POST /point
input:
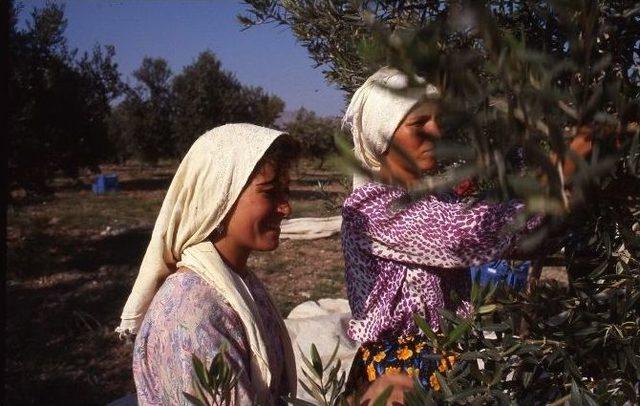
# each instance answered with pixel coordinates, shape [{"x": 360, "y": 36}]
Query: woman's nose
[
  {"x": 432, "y": 129},
  {"x": 284, "y": 208}
]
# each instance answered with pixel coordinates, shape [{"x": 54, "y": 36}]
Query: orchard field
[{"x": 73, "y": 257}]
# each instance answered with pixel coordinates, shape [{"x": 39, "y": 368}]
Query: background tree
[
  {"x": 207, "y": 96},
  {"x": 142, "y": 124},
  {"x": 520, "y": 76},
  {"x": 315, "y": 134},
  {"x": 59, "y": 104}
]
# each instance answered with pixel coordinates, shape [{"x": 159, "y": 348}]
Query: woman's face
[
  {"x": 254, "y": 223},
  {"x": 412, "y": 152}
]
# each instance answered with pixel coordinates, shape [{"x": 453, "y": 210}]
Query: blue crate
[
  {"x": 105, "y": 183},
  {"x": 501, "y": 272}
]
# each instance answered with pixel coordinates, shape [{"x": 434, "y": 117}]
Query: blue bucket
[{"x": 502, "y": 272}]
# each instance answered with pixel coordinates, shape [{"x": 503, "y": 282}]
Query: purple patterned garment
[
  {"x": 188, "y": 316},
  {"x": 402, "y": 260}
]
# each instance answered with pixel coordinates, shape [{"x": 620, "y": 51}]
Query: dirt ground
[{"x": 72, "y": 259}]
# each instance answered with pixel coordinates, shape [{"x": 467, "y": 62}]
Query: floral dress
[
  {"x": 404, "y": 257},
  {"x": 187, "y": 316}
]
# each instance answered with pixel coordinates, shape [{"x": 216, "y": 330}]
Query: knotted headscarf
[
  {"x": 377, "y": 108},
  {"x": 205, "y": 187}
]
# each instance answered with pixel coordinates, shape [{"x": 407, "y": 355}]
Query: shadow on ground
[{"x": 66, "y": 351}]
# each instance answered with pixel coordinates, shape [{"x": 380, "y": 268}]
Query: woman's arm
[{"x": 429, "y": 231}]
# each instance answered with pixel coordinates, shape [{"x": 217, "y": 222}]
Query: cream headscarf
[
  {"x": 376, "y": 110},
  {"x": 205, "y": 187}
]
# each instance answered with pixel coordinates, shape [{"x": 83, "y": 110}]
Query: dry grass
[{"x": 72, "y": 259}]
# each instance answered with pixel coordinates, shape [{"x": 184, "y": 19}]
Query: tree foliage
[
  {"x": 207, "y": 96},
  {"x": 58, "y": 102},
  {"x": 142, "y": 124},
  {"x": 315, "y": 133}
]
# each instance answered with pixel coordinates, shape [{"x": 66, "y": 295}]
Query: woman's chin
[{"x": 269, "y": 241}]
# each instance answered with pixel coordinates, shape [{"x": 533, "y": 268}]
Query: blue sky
[{"x": 266, "y": 56}]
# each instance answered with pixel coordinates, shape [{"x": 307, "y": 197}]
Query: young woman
[
  {"x": 194, "y": 294},
  {"x": 404, "y": 259}
]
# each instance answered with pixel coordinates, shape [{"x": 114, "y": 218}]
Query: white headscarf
[
  {"x": 376, "y": 110},
  {"x": 205, "y": 187}
]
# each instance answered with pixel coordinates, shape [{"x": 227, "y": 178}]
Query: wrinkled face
[
  {"x": 415, "y": 139},
  {"x": 254, "y": 223}
]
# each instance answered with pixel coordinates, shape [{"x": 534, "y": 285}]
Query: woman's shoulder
[
  {"x": 371, "y": 194},
  {"x": 186, "y": 296}
]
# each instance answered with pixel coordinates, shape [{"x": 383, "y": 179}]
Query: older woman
[
  {"x": 405, "y": 259},
  {"x": 194, "y": 294}
]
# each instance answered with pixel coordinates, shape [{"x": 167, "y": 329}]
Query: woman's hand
[{"x": 400, "y": 384}]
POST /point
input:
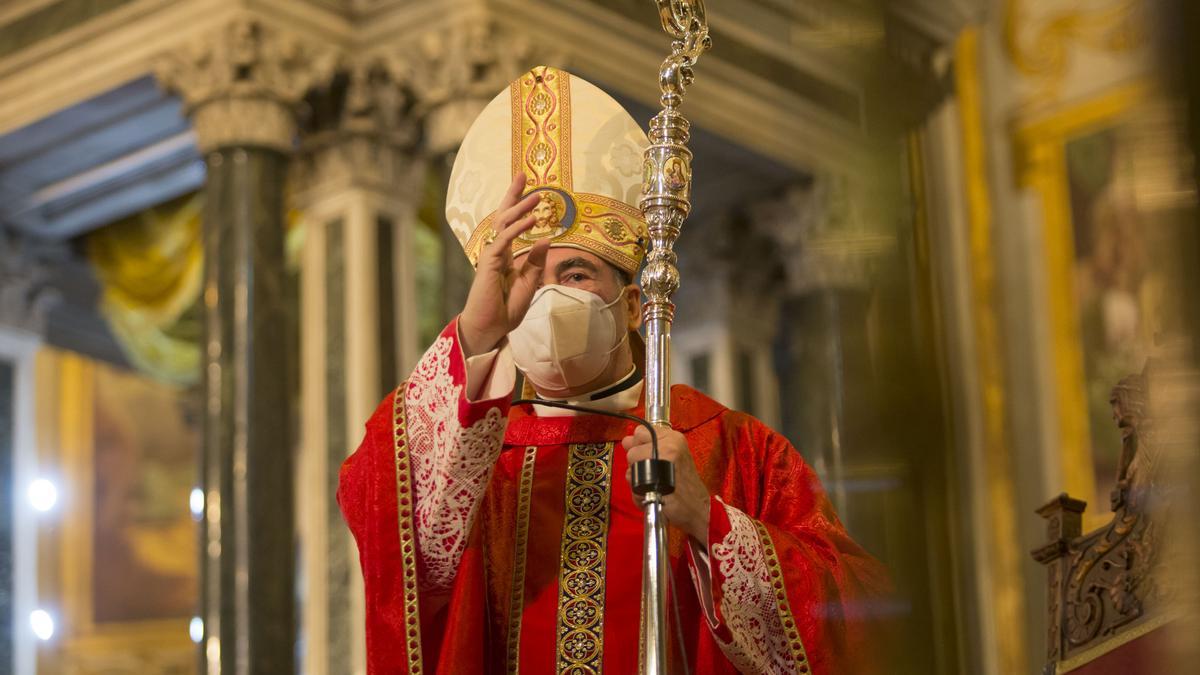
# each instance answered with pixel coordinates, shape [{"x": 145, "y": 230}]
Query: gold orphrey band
[
  {"x": 581, "y": 577},
  {"x": 516, "y": 599},
  {"x": 407, "y": 535}
]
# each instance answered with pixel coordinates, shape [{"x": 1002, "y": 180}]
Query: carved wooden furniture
[{"x": 1107, "y": 589}]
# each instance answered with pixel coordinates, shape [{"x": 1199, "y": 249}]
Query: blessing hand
[{"x": 688, "y": 506}]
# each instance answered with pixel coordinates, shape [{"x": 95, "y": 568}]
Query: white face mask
[{"x": 567, "y": 339}]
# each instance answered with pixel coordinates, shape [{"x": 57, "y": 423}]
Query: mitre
[{"x": 580, "y": 150}]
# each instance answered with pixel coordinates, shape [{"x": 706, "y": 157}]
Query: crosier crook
[{"x": 666, "y": 174}]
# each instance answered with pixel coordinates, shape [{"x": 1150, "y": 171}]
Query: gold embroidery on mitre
[
  {"x": 607, "y": 227},
  {"x": 540, "y": 107},
  {"x": 541, "y": 127},
  {"x": 581, "y": 586}
]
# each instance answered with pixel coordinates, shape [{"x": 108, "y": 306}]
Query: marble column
[
  {"x": 357, "y": 185},
  {"x": 7, "y": 500},
  {"x": 454, "y": 72},
  {"x": 828, "y": 250},
  {"x": 241, "y": 87}
]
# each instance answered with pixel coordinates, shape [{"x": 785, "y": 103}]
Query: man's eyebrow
[{"x": 575, "y": 262}]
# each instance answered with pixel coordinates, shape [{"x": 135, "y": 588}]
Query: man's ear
[{"x": 633, "y": 306}]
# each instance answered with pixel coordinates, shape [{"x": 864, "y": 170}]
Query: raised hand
[{"x": 502, "y": 291}]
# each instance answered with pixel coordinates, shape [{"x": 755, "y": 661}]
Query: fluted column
[
  {"x": 241, "y": 87},
  {"x": 828, "y": 249},
  {"x": 357, "y": 186},
  {"x": 454, "y": 72}
]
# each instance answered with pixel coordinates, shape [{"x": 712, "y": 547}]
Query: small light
[
  {"x": 42, "y": 494},
  {"x": 196, "y": 501},
  {"x": 42, "y": 623}
]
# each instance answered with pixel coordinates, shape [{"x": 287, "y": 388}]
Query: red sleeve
[
  {"x": 789, "y": 590},
  {"x": 409, "y": 495}
]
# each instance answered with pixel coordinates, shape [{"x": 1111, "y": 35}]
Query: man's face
[{"x": 581, "y": 269}]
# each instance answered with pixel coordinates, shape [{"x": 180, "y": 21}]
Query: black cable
[
  {"x": 654, "y": 457},
  {"x": 634, "y": 418}
]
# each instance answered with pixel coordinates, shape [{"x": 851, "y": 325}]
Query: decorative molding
[
  {"x": 1111, "y": 585},
  {"x": 359, "y": 132},
  {"x": 453, "y": 72},
  {"x": 243, "y": 84},
  {"x": 823, "y": 237},
  {"x": 1042, "y": 47},
  {"x": 27, "y": 293}
]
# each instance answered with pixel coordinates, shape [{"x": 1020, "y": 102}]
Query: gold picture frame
[
  {"x": 1041, "y": 147},
  {"x": 85, "y": 641}
]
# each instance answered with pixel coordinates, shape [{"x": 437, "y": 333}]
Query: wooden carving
[{"x": 1103, "y": 585}]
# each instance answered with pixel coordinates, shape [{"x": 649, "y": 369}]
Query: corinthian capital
[
  {"x": 825, "y": 234},
  {"x": 241, "y": 84},
  {"x": 455, "y": 71}
]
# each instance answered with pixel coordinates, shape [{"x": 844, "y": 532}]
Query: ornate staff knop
[{"x": 666, "y": 186}]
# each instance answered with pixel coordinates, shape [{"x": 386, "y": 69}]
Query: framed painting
[
  {"x": 1102, "y": 171},
  {"x": 123, "y": 566}
]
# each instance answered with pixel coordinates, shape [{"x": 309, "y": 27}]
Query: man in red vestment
[{"x": 498, "y": 538}]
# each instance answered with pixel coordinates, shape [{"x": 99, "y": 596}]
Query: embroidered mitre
[{"x": 579, "y": 149}]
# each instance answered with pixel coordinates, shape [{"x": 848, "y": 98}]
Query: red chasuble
[{"x": 497, "y": 541}]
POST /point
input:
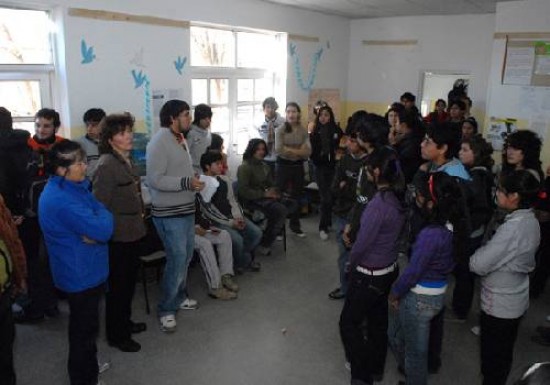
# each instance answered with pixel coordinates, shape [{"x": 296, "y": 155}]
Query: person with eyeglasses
[
  {"x": 77, "y": 228},
  {"x": 42, "y": 299}
]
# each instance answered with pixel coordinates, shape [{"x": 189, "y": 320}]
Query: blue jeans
[
  {"x": 409, "y": 334},
  {"x": 244, "y": 242},
  {"x": 343, "y": 253},
  {"x": 178, "y": 236}
]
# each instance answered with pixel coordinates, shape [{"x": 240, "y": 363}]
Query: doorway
[{"x": 436, "y": 85}]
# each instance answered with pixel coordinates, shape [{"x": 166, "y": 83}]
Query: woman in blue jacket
[{"x": 76, "y": 229}]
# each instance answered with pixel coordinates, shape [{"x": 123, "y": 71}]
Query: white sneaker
[
  {"x": 103, "y": 366},
  {"x": 189, "y": 304},
  {"x": 168, "y": 323}
]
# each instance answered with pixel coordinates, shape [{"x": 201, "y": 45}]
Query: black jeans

++++++++++++++++++++

- **What is asked**
List each line of the rows above that contains the string "headscarf", matching case exactly.

- **Exercise response**
Query: knotted headscarf
Query: cream headscarf
Query: white headscarf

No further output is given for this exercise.